═════ Sección del documento

En el Poder Ejecutivo hacen promesas y más promesas sin justificar por qué han decidido que la mejor decisión es no tomar ninguna decisión. Regino Amado, el ministro y legislador electo, a esta altura ya es un experto en anunciar el “maná” de las designaciones. La última vez dijo que iba a caer después de los comicios, pero transcurrieron dos semanas y, al parecer, otra vez llueve sobre mojado. En la Casa de Gobierno preparan algunos nombramientos para “calmar a las fieras”, pero todavía no estarían dispuestos a aflojar el cepo que colocaron a la Justicia de Paz. Un mito sugiere que la parálisis obedece en gran medida a las expectativas de la dirigencia de las zonas rurales, que considera que los juzgados son patrimonio de la política y no está dispuesta a soltar el botín. Por las razones que sean, los líderes de la campaña lucen a gusto con una situación institucional que afecta directamente las condiciones de vida de sus comunidades y que la somete a infinitos padecimientos.

══════════

**Preguntas de estudio:**
(1) Reescriba en forma de lista el párrafo de la sección del documento que empieza con "En el Poder Ejecutivo hacen promesas" y conserve sus hechos principales.
(2) Según la sección del documento, ¿qué cargos ocupa Regino Amado?
Los datos no son necesarios para resolver estas consignas.

═════ Información proporcionada

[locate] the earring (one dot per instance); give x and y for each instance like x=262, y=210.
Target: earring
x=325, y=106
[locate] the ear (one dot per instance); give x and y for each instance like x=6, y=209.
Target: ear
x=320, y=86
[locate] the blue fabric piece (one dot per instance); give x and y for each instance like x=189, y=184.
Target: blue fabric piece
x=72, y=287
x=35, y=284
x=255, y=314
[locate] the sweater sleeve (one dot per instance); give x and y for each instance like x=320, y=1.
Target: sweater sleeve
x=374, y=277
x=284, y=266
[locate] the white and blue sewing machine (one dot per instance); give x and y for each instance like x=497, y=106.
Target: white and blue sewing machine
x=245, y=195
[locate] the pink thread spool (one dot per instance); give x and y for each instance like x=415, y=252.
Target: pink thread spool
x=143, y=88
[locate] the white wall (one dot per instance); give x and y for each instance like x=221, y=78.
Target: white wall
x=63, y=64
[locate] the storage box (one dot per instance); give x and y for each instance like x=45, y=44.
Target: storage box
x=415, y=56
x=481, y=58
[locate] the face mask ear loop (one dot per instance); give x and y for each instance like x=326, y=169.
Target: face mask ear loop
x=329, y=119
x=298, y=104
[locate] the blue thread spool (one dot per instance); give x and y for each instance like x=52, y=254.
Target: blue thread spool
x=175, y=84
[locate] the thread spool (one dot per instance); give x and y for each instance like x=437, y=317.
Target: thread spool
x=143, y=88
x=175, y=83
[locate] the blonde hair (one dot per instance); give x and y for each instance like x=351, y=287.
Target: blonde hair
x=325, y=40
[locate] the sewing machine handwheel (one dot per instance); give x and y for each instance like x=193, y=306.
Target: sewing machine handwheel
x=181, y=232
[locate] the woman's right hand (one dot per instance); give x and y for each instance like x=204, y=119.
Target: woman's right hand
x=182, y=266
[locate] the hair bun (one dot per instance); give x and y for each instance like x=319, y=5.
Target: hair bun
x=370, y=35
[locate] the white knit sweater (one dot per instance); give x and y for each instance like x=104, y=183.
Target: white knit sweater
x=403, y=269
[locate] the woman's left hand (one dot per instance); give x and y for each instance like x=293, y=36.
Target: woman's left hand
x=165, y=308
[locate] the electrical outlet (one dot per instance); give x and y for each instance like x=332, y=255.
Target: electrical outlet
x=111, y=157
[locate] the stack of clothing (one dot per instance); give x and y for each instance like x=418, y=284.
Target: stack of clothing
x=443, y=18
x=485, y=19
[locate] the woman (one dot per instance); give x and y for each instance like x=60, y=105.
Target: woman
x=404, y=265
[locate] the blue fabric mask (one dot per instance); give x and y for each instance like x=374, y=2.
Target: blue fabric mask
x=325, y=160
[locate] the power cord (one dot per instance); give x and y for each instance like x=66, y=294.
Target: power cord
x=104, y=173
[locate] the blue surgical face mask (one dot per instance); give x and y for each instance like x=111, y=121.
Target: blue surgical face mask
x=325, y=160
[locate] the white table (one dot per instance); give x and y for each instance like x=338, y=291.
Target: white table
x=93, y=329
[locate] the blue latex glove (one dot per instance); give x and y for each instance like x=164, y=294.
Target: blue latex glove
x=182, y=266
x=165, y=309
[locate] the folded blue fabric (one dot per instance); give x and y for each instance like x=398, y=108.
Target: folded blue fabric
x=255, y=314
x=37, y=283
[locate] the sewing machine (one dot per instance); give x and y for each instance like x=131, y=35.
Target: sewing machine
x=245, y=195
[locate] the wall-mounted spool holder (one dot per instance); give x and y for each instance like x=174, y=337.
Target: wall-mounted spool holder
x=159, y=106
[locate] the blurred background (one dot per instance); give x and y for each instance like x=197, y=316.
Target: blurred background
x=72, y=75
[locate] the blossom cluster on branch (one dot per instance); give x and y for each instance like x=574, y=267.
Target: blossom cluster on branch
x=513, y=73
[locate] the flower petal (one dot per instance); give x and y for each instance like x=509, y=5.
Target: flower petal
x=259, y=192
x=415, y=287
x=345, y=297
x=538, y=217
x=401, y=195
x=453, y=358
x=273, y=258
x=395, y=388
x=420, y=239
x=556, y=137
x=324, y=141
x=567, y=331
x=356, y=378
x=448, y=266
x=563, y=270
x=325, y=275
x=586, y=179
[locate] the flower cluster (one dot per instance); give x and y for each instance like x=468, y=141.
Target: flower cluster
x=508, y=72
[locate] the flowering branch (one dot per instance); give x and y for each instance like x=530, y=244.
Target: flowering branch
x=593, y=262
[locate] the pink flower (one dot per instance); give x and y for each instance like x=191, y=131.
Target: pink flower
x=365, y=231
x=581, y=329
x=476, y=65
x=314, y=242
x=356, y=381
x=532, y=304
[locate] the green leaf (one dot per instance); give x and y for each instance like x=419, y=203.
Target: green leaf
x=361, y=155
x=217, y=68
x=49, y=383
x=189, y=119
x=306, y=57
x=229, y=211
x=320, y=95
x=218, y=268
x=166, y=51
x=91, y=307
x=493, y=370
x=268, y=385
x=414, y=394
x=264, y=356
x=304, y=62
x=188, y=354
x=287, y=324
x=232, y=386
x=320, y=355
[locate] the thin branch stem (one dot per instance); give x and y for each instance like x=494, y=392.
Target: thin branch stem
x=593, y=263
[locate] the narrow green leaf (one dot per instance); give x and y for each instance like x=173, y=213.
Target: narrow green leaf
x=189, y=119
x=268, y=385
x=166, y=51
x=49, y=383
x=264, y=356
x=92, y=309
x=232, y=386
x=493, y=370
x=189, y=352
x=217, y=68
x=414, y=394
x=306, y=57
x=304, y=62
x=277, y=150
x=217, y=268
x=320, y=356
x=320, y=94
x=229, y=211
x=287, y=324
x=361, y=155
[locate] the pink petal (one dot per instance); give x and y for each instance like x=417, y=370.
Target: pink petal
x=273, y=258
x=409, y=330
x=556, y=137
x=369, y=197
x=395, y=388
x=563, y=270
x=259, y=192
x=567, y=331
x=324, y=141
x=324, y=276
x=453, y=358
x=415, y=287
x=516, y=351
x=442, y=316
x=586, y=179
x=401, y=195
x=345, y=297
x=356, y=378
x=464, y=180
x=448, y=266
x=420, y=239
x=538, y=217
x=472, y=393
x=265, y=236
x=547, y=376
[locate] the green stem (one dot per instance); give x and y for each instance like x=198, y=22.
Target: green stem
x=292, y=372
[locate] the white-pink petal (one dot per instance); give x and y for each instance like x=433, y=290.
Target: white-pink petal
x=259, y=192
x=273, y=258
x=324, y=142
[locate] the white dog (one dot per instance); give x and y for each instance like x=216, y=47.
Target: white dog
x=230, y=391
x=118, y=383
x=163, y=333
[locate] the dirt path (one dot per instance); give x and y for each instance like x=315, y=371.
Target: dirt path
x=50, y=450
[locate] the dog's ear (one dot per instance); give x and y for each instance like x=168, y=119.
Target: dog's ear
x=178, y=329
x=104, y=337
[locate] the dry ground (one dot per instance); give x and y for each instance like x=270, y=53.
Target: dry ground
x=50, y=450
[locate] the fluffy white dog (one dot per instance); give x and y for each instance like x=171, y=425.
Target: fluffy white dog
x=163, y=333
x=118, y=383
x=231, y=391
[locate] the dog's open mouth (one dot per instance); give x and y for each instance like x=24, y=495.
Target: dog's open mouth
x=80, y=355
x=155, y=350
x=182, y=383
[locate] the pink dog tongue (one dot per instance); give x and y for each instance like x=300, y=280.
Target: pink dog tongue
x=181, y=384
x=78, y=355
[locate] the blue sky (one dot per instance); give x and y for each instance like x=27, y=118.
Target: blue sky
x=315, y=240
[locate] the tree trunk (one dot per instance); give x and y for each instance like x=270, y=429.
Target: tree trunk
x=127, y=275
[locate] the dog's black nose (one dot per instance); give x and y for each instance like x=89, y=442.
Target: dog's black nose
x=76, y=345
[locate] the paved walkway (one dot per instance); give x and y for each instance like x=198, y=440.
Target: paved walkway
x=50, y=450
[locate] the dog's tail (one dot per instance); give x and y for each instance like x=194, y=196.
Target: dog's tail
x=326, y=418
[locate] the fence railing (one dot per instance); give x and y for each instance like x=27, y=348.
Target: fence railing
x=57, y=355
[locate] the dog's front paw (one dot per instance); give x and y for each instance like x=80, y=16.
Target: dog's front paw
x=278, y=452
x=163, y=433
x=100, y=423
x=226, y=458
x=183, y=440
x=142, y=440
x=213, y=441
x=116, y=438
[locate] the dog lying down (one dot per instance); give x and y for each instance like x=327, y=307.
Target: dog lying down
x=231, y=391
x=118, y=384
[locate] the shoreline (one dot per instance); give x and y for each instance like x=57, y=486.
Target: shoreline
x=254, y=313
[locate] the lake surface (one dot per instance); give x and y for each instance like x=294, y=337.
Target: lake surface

══════════

**Resultados por consigna:**
(1)
- El Poder Ejecutivo hace promesas sin justificar por qué decidió no tomar ninguna decisión.
- Regino Amado, ministro y legislador electo, dijo que las designaciones llegarían después de los comicios, pero pasaron dos semanas sin novedades.
- En la Casa de Gobierno preparan algunos nombramientos para "calmar a las fieras", aunque todavía no estarían dispuestos a aflojar el cepo a la Justicia de Paz.
- Un mito atribuye la parálisis a la dirigencia de las zonas rurales, que considera los juzgados patrimonio de la política.
- Los líderes de la campaña parecen a gusto con una situación que perjudica directamente las condiciones de vida de sus comunidades.

(2) Es ministro y legislador electo.